(Records from a data collection)
■ ■ ■
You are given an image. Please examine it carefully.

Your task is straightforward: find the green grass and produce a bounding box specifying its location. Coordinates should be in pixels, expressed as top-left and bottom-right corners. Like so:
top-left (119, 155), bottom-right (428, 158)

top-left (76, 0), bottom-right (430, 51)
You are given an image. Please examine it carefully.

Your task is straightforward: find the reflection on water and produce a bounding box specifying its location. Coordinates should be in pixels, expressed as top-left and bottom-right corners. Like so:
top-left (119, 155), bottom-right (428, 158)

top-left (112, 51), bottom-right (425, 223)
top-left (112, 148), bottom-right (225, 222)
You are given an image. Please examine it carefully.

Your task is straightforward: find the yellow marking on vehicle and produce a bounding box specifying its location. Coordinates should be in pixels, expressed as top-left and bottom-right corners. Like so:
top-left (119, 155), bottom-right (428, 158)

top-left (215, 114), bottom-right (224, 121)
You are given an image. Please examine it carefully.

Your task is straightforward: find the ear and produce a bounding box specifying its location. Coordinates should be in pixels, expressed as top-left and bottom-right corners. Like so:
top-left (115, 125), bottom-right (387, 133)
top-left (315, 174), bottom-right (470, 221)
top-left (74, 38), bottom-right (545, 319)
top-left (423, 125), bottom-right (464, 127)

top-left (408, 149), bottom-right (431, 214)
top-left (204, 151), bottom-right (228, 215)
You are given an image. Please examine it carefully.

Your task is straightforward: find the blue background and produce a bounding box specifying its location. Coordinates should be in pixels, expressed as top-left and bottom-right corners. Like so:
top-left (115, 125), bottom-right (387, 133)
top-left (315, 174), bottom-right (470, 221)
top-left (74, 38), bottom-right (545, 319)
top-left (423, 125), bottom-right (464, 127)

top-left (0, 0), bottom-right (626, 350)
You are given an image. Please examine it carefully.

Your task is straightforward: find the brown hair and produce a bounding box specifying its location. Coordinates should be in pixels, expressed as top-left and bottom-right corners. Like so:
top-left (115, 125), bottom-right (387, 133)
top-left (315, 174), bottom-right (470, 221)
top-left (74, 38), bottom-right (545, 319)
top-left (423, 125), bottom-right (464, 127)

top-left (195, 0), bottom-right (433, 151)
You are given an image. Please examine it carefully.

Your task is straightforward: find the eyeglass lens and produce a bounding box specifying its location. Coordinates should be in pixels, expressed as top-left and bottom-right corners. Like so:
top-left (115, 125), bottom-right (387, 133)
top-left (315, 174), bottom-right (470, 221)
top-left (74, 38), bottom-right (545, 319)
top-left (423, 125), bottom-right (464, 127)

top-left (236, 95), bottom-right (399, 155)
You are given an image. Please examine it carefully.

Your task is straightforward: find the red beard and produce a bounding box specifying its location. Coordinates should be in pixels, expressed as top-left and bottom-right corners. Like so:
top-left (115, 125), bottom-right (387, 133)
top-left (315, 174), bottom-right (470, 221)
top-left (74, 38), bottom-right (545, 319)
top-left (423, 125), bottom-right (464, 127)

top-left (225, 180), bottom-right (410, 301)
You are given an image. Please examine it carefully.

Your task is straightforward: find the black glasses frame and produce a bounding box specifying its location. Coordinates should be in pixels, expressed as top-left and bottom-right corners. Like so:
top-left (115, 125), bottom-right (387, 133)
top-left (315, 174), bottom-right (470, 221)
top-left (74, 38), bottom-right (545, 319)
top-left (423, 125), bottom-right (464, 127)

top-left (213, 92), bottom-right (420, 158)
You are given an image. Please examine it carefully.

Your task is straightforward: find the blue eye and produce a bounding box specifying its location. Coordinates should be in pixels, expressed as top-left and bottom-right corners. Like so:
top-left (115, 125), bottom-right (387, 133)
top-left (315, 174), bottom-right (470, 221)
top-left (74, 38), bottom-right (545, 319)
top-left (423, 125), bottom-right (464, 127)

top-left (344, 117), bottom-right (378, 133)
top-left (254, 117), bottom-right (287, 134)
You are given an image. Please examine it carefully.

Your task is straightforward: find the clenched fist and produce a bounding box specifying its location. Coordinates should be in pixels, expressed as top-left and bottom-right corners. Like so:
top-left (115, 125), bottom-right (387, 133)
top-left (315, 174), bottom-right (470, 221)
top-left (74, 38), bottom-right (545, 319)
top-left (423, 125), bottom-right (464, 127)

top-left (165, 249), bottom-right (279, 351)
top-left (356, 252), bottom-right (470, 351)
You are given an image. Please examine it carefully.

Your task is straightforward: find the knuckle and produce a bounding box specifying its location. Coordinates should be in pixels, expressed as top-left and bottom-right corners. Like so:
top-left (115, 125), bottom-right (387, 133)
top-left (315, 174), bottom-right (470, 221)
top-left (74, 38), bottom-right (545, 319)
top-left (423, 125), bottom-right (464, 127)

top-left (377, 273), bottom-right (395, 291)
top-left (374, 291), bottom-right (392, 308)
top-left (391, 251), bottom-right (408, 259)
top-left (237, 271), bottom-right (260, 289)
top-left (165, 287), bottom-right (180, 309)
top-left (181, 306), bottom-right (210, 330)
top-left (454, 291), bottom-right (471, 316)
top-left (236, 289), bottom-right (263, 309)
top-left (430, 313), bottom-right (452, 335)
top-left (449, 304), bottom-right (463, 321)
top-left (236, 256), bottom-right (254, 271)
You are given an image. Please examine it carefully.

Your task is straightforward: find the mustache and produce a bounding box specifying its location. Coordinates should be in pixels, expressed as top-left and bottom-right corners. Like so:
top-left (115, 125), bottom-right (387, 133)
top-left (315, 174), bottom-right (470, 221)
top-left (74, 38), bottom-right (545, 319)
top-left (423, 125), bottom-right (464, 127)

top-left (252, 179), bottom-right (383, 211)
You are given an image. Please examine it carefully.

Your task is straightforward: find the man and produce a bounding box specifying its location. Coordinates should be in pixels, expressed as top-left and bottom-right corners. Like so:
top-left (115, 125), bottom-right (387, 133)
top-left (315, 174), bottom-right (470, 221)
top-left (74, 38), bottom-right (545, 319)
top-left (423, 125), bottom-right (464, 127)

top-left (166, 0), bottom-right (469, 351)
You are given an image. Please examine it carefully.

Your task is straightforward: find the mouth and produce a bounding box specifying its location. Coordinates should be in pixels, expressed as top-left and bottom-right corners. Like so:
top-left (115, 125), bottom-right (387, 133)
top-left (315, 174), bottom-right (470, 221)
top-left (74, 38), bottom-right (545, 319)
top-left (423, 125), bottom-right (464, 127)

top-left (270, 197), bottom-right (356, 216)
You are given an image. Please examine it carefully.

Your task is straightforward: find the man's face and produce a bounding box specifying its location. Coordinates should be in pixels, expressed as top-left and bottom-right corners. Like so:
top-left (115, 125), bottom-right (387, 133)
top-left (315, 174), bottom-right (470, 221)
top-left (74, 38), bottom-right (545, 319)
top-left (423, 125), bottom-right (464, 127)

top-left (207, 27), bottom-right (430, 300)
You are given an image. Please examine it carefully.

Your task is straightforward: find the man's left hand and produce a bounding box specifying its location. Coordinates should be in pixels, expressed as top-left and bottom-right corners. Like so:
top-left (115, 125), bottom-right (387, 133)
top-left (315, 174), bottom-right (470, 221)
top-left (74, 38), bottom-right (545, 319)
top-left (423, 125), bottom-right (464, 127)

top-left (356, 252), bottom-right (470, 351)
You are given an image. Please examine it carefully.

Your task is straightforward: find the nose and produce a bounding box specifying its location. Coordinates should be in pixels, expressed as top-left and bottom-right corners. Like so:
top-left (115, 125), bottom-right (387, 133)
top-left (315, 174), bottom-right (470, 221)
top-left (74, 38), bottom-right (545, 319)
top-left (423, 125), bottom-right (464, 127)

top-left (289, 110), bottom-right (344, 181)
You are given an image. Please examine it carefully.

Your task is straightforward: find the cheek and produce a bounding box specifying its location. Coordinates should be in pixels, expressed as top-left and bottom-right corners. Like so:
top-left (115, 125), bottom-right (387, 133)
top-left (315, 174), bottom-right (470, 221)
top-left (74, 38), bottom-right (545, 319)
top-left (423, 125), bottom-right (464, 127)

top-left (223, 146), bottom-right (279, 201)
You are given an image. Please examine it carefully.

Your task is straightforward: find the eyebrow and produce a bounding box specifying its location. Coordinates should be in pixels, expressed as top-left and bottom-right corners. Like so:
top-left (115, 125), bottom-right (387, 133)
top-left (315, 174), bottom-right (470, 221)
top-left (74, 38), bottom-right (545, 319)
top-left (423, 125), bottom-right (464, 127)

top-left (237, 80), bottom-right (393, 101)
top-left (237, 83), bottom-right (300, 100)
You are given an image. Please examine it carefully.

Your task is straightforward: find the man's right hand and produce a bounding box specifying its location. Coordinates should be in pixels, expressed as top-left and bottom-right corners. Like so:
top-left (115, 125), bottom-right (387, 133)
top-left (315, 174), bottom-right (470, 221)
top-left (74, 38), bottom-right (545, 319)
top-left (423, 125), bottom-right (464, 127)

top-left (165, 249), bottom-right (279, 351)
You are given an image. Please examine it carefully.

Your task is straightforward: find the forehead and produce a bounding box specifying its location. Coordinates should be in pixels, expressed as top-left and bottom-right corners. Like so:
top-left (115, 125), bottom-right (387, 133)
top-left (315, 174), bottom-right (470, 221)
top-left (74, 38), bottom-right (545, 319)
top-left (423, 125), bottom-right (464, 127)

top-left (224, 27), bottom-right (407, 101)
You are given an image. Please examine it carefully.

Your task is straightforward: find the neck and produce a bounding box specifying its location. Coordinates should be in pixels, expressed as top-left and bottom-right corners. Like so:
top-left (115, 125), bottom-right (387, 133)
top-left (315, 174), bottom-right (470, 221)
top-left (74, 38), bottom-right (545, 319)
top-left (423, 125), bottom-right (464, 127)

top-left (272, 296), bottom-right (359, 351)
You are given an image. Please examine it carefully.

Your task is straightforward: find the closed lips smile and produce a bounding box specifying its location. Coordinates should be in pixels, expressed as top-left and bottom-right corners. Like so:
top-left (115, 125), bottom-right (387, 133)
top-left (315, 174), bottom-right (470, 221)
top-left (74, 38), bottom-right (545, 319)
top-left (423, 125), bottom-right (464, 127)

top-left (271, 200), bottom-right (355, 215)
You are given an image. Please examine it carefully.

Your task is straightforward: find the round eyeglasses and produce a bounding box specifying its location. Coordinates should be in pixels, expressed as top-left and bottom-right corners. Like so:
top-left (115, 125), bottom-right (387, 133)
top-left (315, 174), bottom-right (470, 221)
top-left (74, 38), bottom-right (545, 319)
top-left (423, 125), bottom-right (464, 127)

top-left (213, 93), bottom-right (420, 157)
■ ■ ■
:: The request ::
Please return, in full, each line above that contains the word "frame".

:: Exercise result ::
Your task is straightforward: find the black glasses frame and produce a bounding box specifying its location. Coordinates should be in pixels, expressed as top-left and bottom-right corners. Like so:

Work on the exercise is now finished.